Text segment:
☆ ☆ ☆ ☆

One patient found the technology troublesome and discontinued using it. Another quit the programme because it was too burdensome.
3b: Timely delivery and organization of intervention
Identifying the ideal time frame for equipment delivery and instruction before discharge presented practical challenges and was difficult to coordinate with treatment and care activities for the patient. In some cases, last-minute discharges prevented relatives from being invited to or attending the session giving instructions. Receiving, understanding, and remembering information and making decisions about enrolment were difficult for some patients close to the time of surgery.
“I did not pay much attention to the instructions because the surgery filled me up. Actually, it was in my head for the last three weeks…because I was pretty sure that I would succumb, and I guess I thought, ‘Well, just let me get it over with.’ I probably didn’t listen as I should have done.” P15
The amount of information was perceived as being overwhelming and caused a sense of information overload in some of the patients. The time allocated for the instructions and repetitions was insufficient from the perspective of the physiotherapists and did not meet the needs of participants with reduced short-term memory or attention problems. One physiotherapist found the organization and procedures suboptimal and wondered if a specialized university hospital was the right setting for delivering the intervention.

☆ ☆ ☆ ☆

Record extracts:
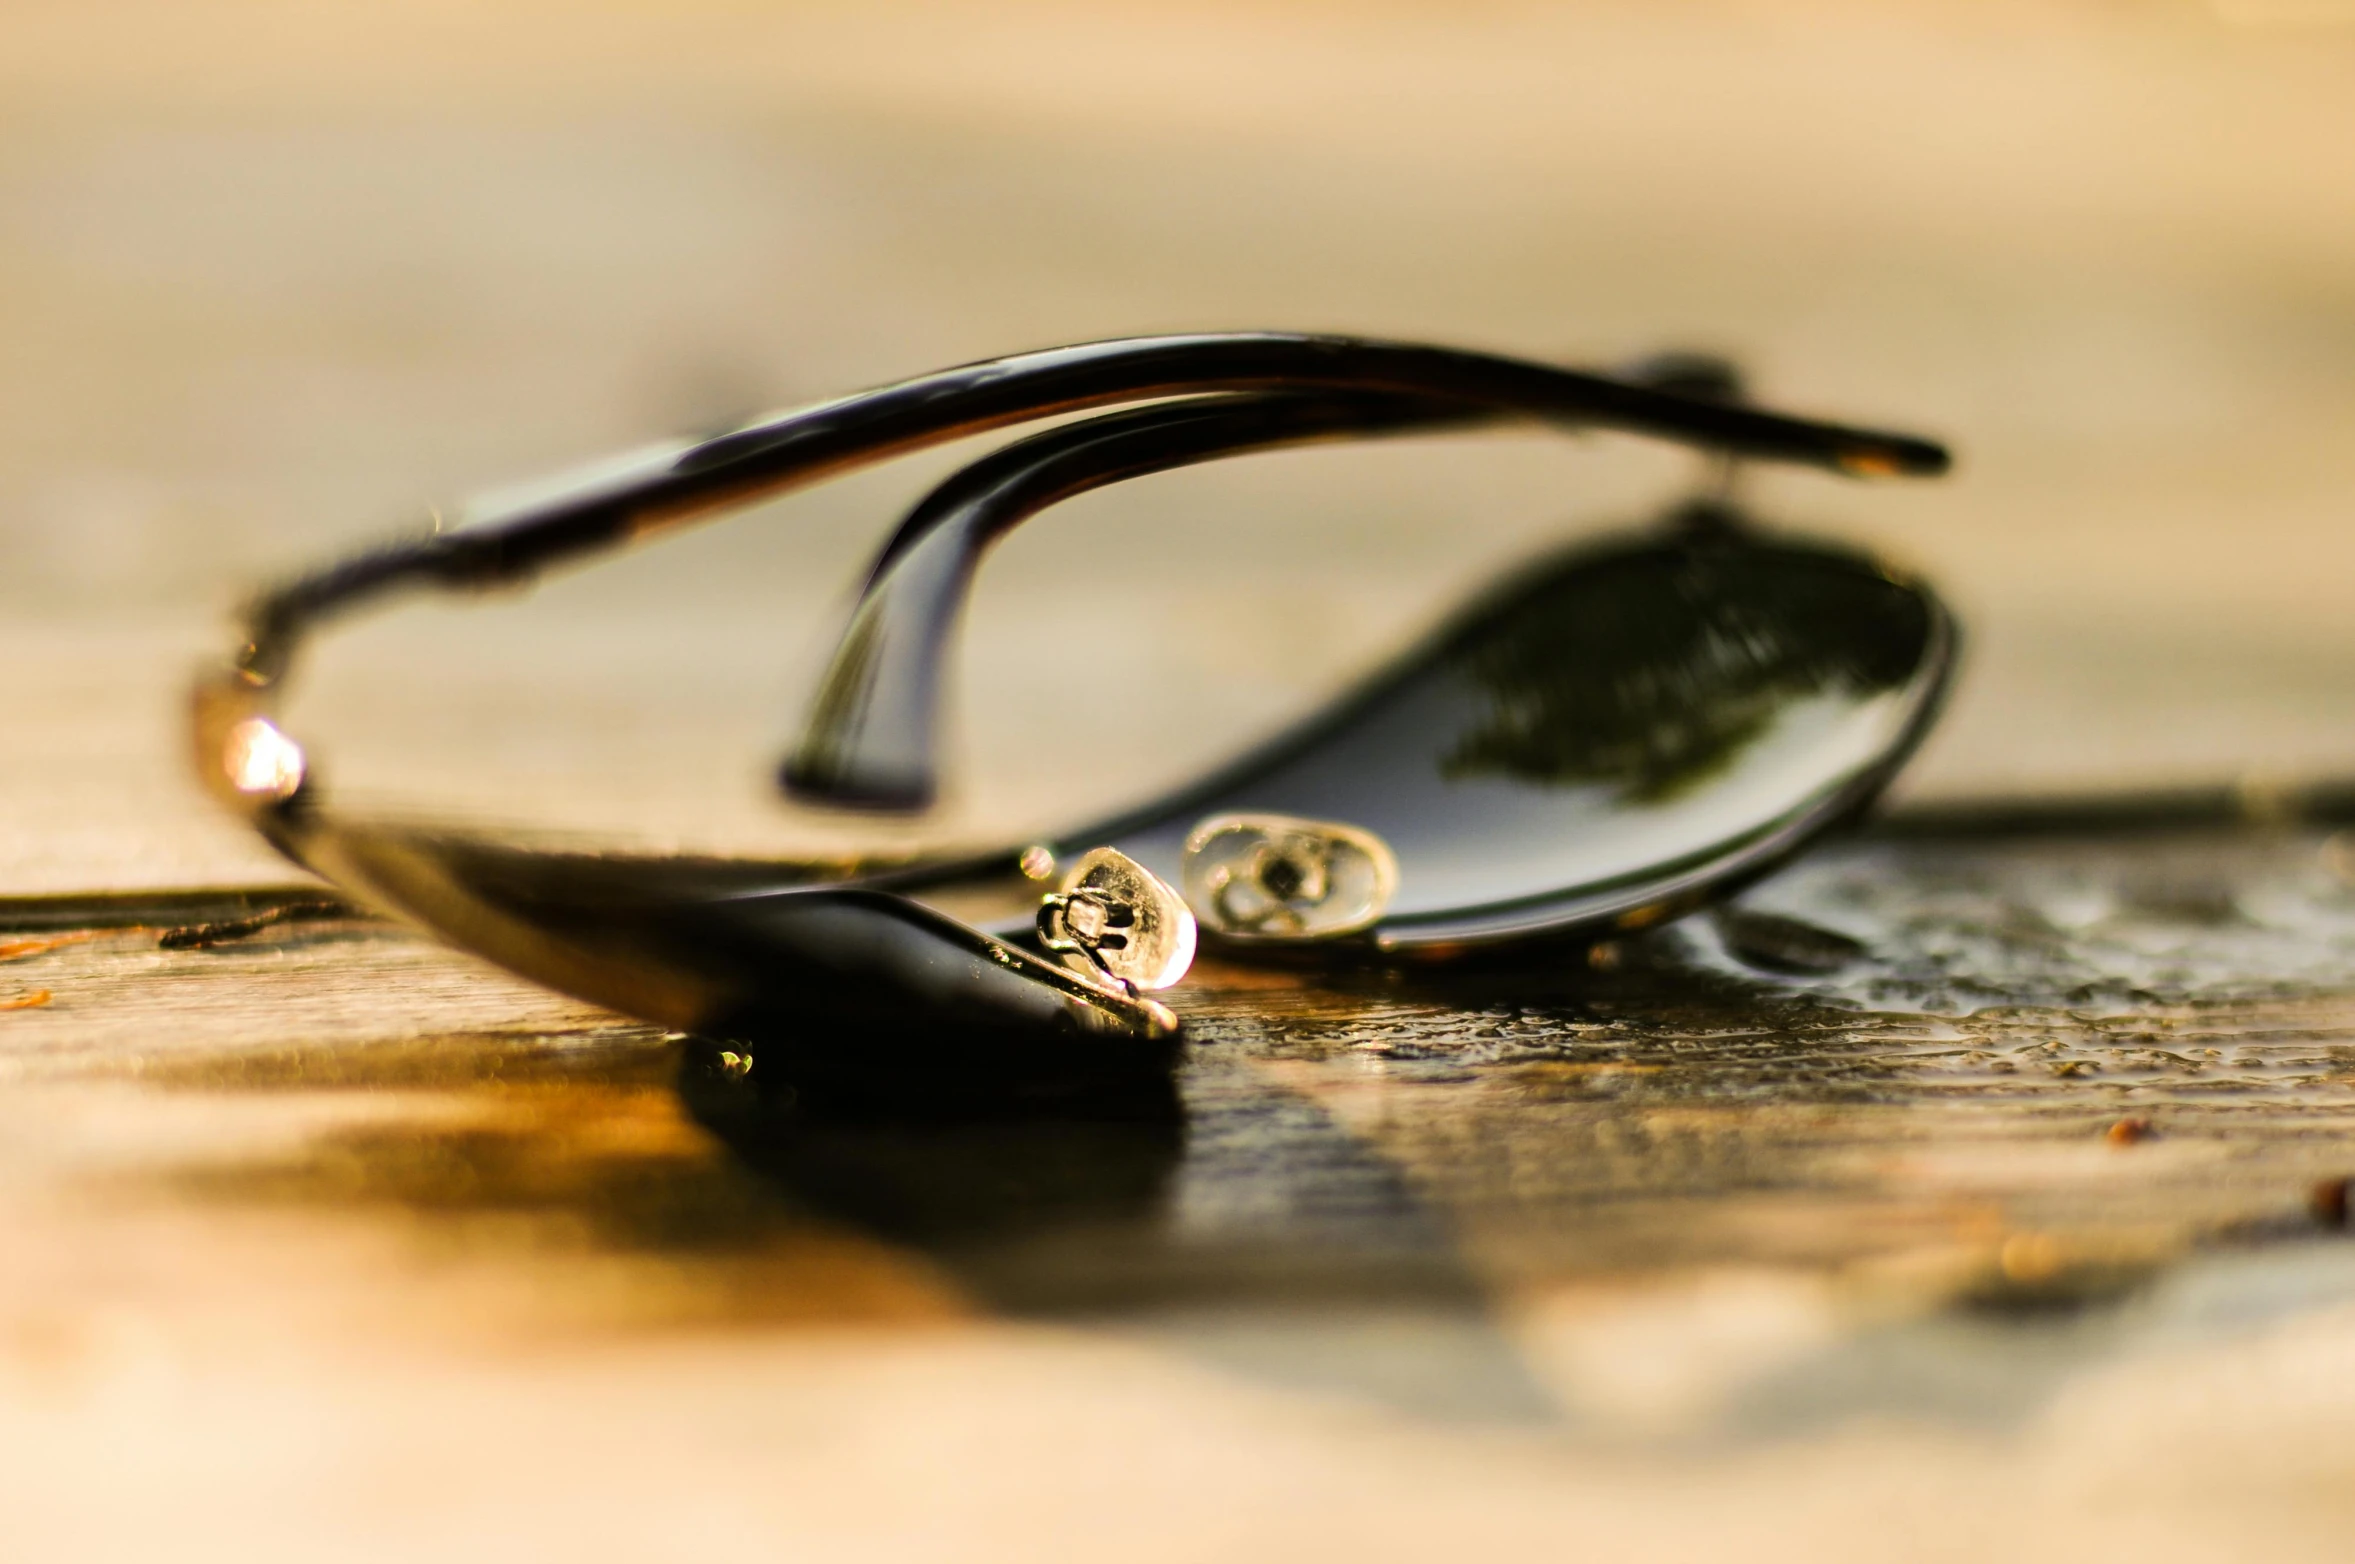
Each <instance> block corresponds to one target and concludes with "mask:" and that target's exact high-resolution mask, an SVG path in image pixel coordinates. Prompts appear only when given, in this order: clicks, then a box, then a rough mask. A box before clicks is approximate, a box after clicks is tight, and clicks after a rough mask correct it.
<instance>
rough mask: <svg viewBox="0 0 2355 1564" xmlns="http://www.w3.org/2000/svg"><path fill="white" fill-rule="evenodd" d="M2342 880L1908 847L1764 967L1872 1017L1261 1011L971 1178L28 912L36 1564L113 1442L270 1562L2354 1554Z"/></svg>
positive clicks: (660, 1056)
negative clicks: (1093, 1545)
mask: <svg viewBox="0 0 2355 1564" xmlns="http://www.w3.org/2000/svg"><path fill="white" fill-rule="evenodd" d="M2339 862H2341V855H2339V853H2336V839H2331V836H2322V834H2313V831H2306V834H2261V831H2223V834H2181V831H2174V834H2160V836H2127V839H2108V841H2084V843H2075V841H2054V839H2049V836H2044V839H2035V841H2023V843H2016V841H2004V839H1997V841H1966V843H1955V841H1943V843H1941V841H1889V839H1884V841H1858V843H1851V846H1846V848H1837V850H1832V853H1827V855H1823V857H1818V860H1813V862H1811V864H1806V867H1802V869H1799V872H1797V874H1792V876H1785V879H1780V881H1776V883H1773V886H1769V888H1764V890H1759V893H1754V895H1752V902H1750V912H1747V916H1752V919H1773V921H1778V923H1783V926H1806V928H1816V930H1818V935H1832V933H1837V935H1839V937H1842V940H1846V942H1849V945H1846V949H1851V952H1853V959H1849V961H1844V963H1825V961H1818V963H1813V970H1806V973H1797V970H1787V968H1790V963H1752V961H1745V959H1743V956H1740V954H1736V952H1740V949H1743V942H1740V940H1731V937H1726V935H1724V930H1722V928H1717V926H1712V923H1710V921H1693V923H1686V926H1681V928H1670V930H1663V933H1656V935H1648V937H1644V940H1634V942H1627V945H1616V947H1604V949H1597V952H1590V954H1580V956H1571V954H1561V956H1554V959H1545V961H1524V963H1517V966H1512V968H1484V970H1444V968H1441V970H1434V973H1422V975H1361V977H1356V980H1324V982H1307V980H1302V977H1298V975H1286V973H1265V970H1251V968H1218V966H1208V968H1203V973H1201V977H1199V980H1196V982H1189V985H1187V987H1185V989H1182V994H1185V1010H1187V1022H1189V1032H1192V1043H1189V1055H1187V1062H1185V1067H1182V1072H1180V1076H1177V1093H1175V1098H1173V1102H1170V1107H1168V1112H1137V1109H1135V1105H1133V1102H1123V1105H1116V1107H1112V1105H1107V1107H1102V1109H1090V1107H1088V1105H1079V1107H1067V1109H1062V1112H1057V1114H1050V1116H1029V1119H1022V1116H1017V1119H1006V1116H980V1119H961V1116H954V1114H951V1116H942V1114H940V1112H937V1109H933V1112H928V1114H926V1116H921V1119H916V1121H893V1119H888V1116H885V1119H871V1116H862V1119H857V1121H829V1119H824V1116H812V1114H805V1112H794V1109H780V1107H775V1100H772V1098H770V1100H763V1095H761V1093H758V1091H756V1086H758V1079H756V1072H758V1069H761V1065H758V1060H756V1058H737V1055H730V1053H721V1051H716V1048H711V1046H704V1043H692V1041H683V1039H674V1036H664V1034H659V1032H650V1029H645V1027H636V1025H624V1022H617V1020H612V1018H608V1015H601V1013H596V1010H589V1008H582V1006H575V1003H568V1001H560V999H553V996H549V994H544V992H539V989H532V987H528V985H520V982H516V980H509V977H504V975H499V973H492V970H487V968H480V966H478V963H473V961H471V959H466V956H457V954H447V952H443V949H438V947H433V945H429V942H424V940H419V937H414V935H410V933H403V930H398V928H391V926H384V923H377V921H370V919H360V916H344V919H323V916H313V919H301V921H292V919H290V921H268V919H257V916H254V902H257V895H254V893H240V895H233V897H224V904H221V907H205V904H200V902H195V900H188V897H181V900H174V902H172V916H174V919H198V921H203V919H212V921H214V923H217V926H224V928H226V926H228V921H226V919H221V916H217V914H224V912H233V914H238V916H240V919H245V923H247V926H250V928H247V930H245V933H243V937H224V940H212V942H198V945H188V942H181V945H179V947H177V949H172V947H167V942H165V937H162V935H160V933H158V928H155V923H153V921H151V916H148V914H141V916H139V919H137V921H130V912H132V909H127V907H122V904H106V907H99V909H94V916H92V919H89V923H92V926H89V928H73V926H71V923H73V919H71V916H68V907H61V904H54V902H47V904H24V902H19V904H14V907H12V909H9V912H14V919H0V921H14V923H21V926H26V928H38V930H42V933H26V935H16V937H9V940H7V949H12V952H16V959H14V961H9V966H7V968H5V977H7V982H9V985H12V992H14V994H26V992H47V994H52V1001H49V1003H45V1006H42V1008H38V1010H24V1013H12V1015H5V1018H0V1027H5V1036H0V1041H5V1046H7V1053H5V1058H7V1074H5V1081H0V1131H5V1135H0V1145H5V1154H0V1161H5V1166H0V1197H5V1199H0V1225H5V1230H7V1234H9V1239H7V1244H9V1253H12V1255H14V1265H12V1267H9V1272H7V1277H5V1279H0V1383H5V1385H7V1397H5V1399H0V1430H5V1437H7V1439H9V1449H12V1465H14V1477H16V1479H19V1482H24V1489H21V1491H19V1498H16V1500H14V1503H12V1524H14V1526H28V1529H31V1531H28V1536H38V1538H42V1540H47V1543H57V1540H61V1538H75V1536H82V1538H125V1536H132V1533H137V1531H141V1524H130V1522H101V1524H94V1522H92V1515H89V1505H92V1500H94V1489H92V1486H89V1484H92V1479H94V1467H92V1465H89V1460H87V1453H89V1451H92V1449H94V1444H92V1442H97V1444H104V1446H106V1449H108V1451H113V1456H111V1458H108V1463H106V1472H108V1477H106V1482H108V1486H115V1484H122V1482H137V1489H139V1493H141V1505H146V1507H151V1510H148V1512H153V1515H200V1517H210V1519H212V1522H214V1524H236V1526H238V1529H240V1536H259V1538H264V1545H266V1540H268V1538H271V1536H285V1538H292V1536H299V1533H306V1536H316V1533H311V1531H309V1529H318V1526H325V1529H330V1533H334V1536H351V1538H360V1536H370V1538H379V1536H414V1538H436V1540H450V1538H455V1536H457V1533H455V1531H450V1529H452V1526H459V1524H471V1522H464V1519H462V1517H469V1515H485V1512H487V1515H495V1517H502V1519H499V1522H497V1524H495V1526H492V1531H490V1536H499V1533H502V1529H504V1526H520V1524H530V1526H532V1529H535V1533H553V1536H568V1538H575V1540H577V1543H579V1545H584V1548H586V1550H589V1552H598V1550H601V1548H603V1545H605V1543H610V1538H605V1536H598V1531H601V1529H605V1526H612V1524H626V1526H638V1529H641V1531H638V1533H636V1536H652V1531H643V1529H648V1526H657V1522H655V1519H652V1517H657V1515H659V1517H664V1522H662V1524H678V1526H695V1524H718V1522H711V1517H714V1515H721V1517H725V1526H730V1529H751V1531H747V1533H744V1536H775V1538H787V1536H791V1538H798V1536H808V1533H810V1529H812V1526H815V1529H822V1531H824V1533H831V1536H843V1538H848V1536H860V1538H867V1540H876V1538H900V1540H907V1536H909V1533H911V1531H914V1533H923V1531H926V1529H928V1526H954V1529H966V1526H975V1524H984V1522H980V1512H975V1510H970V1505H973V1503H975V1498H973V1496H970V1493H968V1489H966V1484H968V1482H984V1484H987V1491H989V1493H996V1496H999V1498H996V1500H991V1503H994V1505H1006V1507H1010V1510H1013V1515H1015V1517H1020V1519H1015V1522H1013V1524H1010V1529H1006V1531H999V1533H996V1536H994V1543H999V1540H1003V1538H1041V1536H1055V1538H1097V1540H1100V1543H1104V1545H1116V1548H1119V1545H1128V1543H1133V1540H1135V1536H1133V1531H1130V1522H1128V1519H1123V1517H1130V1515H1133V1512H1135V1505H1142V1507H1145V1510H1147V1512H1152V1515H1154V1517H1156V1526H1161V1529H1166V1531H1168V1536H1177V1538H1189V1540H1187V1548H1206V1545H1210V1538H1215V1536H1222V1533H1225V1526H1232V1524H1236V1522H1234V1519H1232V1517H1236V1515H1241V1517H1246V1519H1248V1524H1251V1526H1253V1529H1255V1533H1258V1536H1286V1529H1288V1526H1314V1533H1316V1536H1328V1538H1331V1536H1338V1538H1352V1548H1359V1550H1366V1548H1371V1550H1375V1552H1382V1548H1385V1545H1389V1543H1392V1540H1397V1538H1392V1536H1389V1533H1392V1531H1397V1533H1399V1536H1404V1538H1415V1540H1418V1548H1422V1545H1429V1548H1437V1545H1441V1543H1460V1540H1462V1538H1477V1540H1481V1545H1493V1548H1524V1545H1528V1548H1540V1545H1543V1540H1545V1538H1550V1536H1557V1533H1559V1531H1561V1529H1580V1531H1583V1533H1597V1536H1608V1538H1613V1540H1620V1543H1627V1545H1630V1548H1634V1550H1644V1548H1648V1550H1660V1552H1679V1550H1684V1548H1689V1545H1707V1538H1722V1536H1729V1533H1722V1531H1719V1526H1724V1524H1731V1522H1719V1519H1712V1517H1710V1515H1705V1512H1693V1510H1689V1507H1686V1505H1684V1503H1681V1500H1679V1498H1677V1496H1679V1493H1686V1491H1689V1489H1691V1484H1707V1491H1710V1493H1717V1496H1722V1498H1724V1503H1738V1505H1743V1512H1745V1515H1747V1517H1757V1524H1769V1522H1771V1524H1773V1526H1776V1531H1778V1536H1780V1538H1783V1540H1787V1543H1790V1548H1806V1550H1811V1552H1816V1555H1823V1552H1827V1550H1830V1552H1835V1555H1842V1550H1846V1552H1853V1557H1872V1555H1875V1538H1882V1536H1884V1533H1882V1526H1886V1524H1889V1517H1886V1515H1884V1510H1882V1505H1884V1503H1886V1496H1891V1493H1905V1505H1908V1515H1912V1517H1915V1522H1922V1519H1924V1517H1931V1519H1933V1522H1936V1524H1938V1526H1941V1529H1952V1531H1950V1536H1952V1540H1955V1545H1957V1548H1955V1550H1957V1557H1959V1555H1962V1552H1971V1550H1978V1548H1995V1545H2002V1548H2004V1550H2006V1552H2016V1555H2021V1557H2061V1555H2065V1552H2072V1550H2077V1548H2082V1545H2084V1538H2087V1536H2089V1533H2101V1536H2110V1533H2112V1531H2115V1529H2119V1526H2122V1529H2127V1531H2129V1533H2136V1536H2148V1538H2150V1545H2152V1548H2160V1550H2162V1557H2167V1555H2164V1550H2181V1548H2185V1545H2188V1543H2202V1540H2216V1538H2218V1536H2225V1533H2218V1531H2214V1526H2223V1524H2225V1519H2230V1529H2237V1526H2240V1524H2244V1522H2247V1519H2249V1512H2247V1510H2242V1507H2240V1500H2242V1498H2244V1496H2254V1493H2258V1491H2261V1493H2266V1517H2263V1536H2266V1538H2268V1548H2280V1550H2291V1552H2294V1550H2296V1548H2298V1545H2301V1536H2303V1526H2306V1524H2308V1522H2313V1524H2317V1526H2322V1524H2327V1522H2331V1517H2336V1503H2339V1500H2336V1498H2334V1493H2336V1491H2339V1489H2336V1479H2334V1472H2336V1470H2339V1467H2336V1456H2329V1453H2327V1449H2329V1439H2331V1430H2336V1427H2339V1423H2336V1420H2339V1418H2343V1416H2348V1411H2350V1404H2348V1399H2346V1394H2348V1392H2346V1385H2348V1383H2350V1380H2348V1378H2346V1376H2339V1373H2336V1371H2334V1368H2331V1366H2334V1364H2341V1359H2343V1357H2346V1354H2348V1352H2350V1350H2355V1324H2350V1321H2355V1248H2350V1246H2348V1239H2346V1237H2343V1201H2339V1204H2334V1201H2331V1192H2334V1189H2341V1187H2343V1182H2346V1180H2348V1178H2350V1175H2355V1154H2350V1149H2348V1147H2350V1145H2355V1138H2350V1131H2355V999H2350V996H2348V989H2346V980H2343V973H2346V970H2348V956H2350V954H2355V886H2350V883H2348V881H2346V879H2343V876H2341V872H2339V869H2336V864H2339ZM285 895H287V900H290V902H292V904H299V897H304V895H309V893H301V890H290V893H285ZM0 933H5V930H0ZM35 985H38V989H35ZM0 1001H5V994H0ZM843 1048H857V1039H843ZM2122 1126H2124V1128H2122ZM462 1409H464V1411H462ZM35 1430H52V1434H54V1430H71V1432H73V1437H71V1439H57V1437H38V1432H35ZM294 1430H313V1434H311V1437H299V1439H297V1437H294ZM1865 1430H1870V1434H1868V1432H1865ZM290 1439H292V1444H290ZM1095 1439H1116V1442H1119V1446H1116V1451H1114V1453H1109V1456H1107V1453H1090V1442H1095ZM812 1442H815V1444H812ZM122 1451H130V1456H127V1460H130V1467H132V1477H125V1472H122V1467H125V1456H122ZM610 1463H622V1465H624V1467H626V1470H629V1472H631V1484H624V1489H622V1491H636V1493H643V1496H645V1498H643V1500H626V1498H619V1496H617V1486H615V1479H612V1474H610V1472H612V1465H610ZM264 1467H268V1472H266V1474H264ZM1173 1470H1185V1472H1189V1477H1187V1479H1185V1482H1182V1484H1180V1486H1177V1489H1173V1486H1170V1484H1173V1482H1175V1479H1173V1477H1170V1472H1173ZM217 1472H219V1474H236V1477H217ZM462 1474H466V1477H462ZM490 1474H497V1477H490ZM1074 1482H1081V1484H1086V1489H1088V1498H1083V1500H1074V1498H1072V1484H1074ZM485 1484H487V1486H485ZM641 1484H643V1486H641ZM944 1484H947V1491H944ZM297 1491H299V1493H301V1498H299V1503H294V1505H292V1507H287V1493H297ZM657 1491H659V1498H657ZM1180 1491H1182V1493H1187V1496H1189V1498H1187V1500H1185V1503H1177V1493H1180ZM393 1493H398V1496H400V1500H398V1505H396V1512H398V1517H400V1519H398V1524H396V1522H393V1519H391V1512H384V1510H377V1505H379V1503H386V1500H379V1498H377V1496H393ZM455 1493H473V1496H476V1498H471V1500H464V1503H459V1500H457V1498H455ZM911 1493H921V1498H911ZM975 1493H977V1491H975ZM1990 1493H1995V1496H2002V1503H1999V1505H1997V1510H1992V1512H1990V1507H1988V1503H1990V1500H1988V1496H1990ZM485 1507H487V1510H485ZM372 1517H384V1519H372ZM1222 1517H1225V1519H1222ZM1995 1517H2002V1519H1999V1522H1997V1519H1995ZM125 1526H127V1529H125ZM984 1526H987V1524H984ZM1597 1529H1599V1531H1597ZM2230 1529H2228V1531H2230ZM1298 1536H1307V1533H1298ZM1792 1538H1795V1540H1792ZM1003 1545H1008V1548H1015V1543H1003ZM1778 1545H1783V1543H1778ZM1015 1550H1020V1548H1015ZM1766 1552H1769V1555H1771V1552H1773V1548H1766ZM1795 1557H1797V1555H1795ZM2280 1557H2289V1555H2287V1552H2284V1555H2280Z"/></svg>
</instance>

☆ ☆ ☆ ☆

What you should do: Reproduce the full text on patient experiences with the intervention's delivery and instruction, with no changes.

Completed task:
One patient found the technology troublesome and discontinued using it. Another quit the programme because it was too burdensome.
3b: Timely delivery and organization of intervention
Identifying the ideal time frame for equipment delivery and instruction before discharge presented practical challenges and was difficult to coordinate with treatment and care activities for the patient. In some cases, last-minute discharges prevented relatives from being invited to or attending the session giving instructions. Receiving, understanding, and remembering information and making decisions about enrolment were difficult for some patients close to the time of surgery.
“I did not pay much attention to the instructions because the surgery filled me up. Actually, it was in my head for the last three weeks…because I was pretty sure that I would succumb, and I guess I thought, ‘Well, just let me get it over with.’ I probably didn’t listen as I should have done.” P15
The amount of information was perceived as being overwhelming and caused a sense of information overload in some of the patients. The time allocated for the instructions and repetitions was insufficient from the perspective of the physiotherapists and did not meet the needs of participants with reduced short-term memory or attention problems. One physiotherapist found the organization and procedures suboptimal and wondered if a specialized university hospital was the right setting for delivering the intervention.